Directive >>
Convert the listing below into a numbered list, one item per line, with blank lines omitted.

Information shown >>
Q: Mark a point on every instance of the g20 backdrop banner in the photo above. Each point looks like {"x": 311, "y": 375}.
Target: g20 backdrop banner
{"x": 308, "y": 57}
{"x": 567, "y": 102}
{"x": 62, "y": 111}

The response >>
1. Q: Mark a point on every instance of the g20 backdrop banner in the photo above. Each point looks like {"x": 311, "y": 375}.
2. Target: g20 backdrop banner
3. {"x": 308, "y": 57}
4. {"x": 567, "y": 102}
5. {"x": 62, "y": 111}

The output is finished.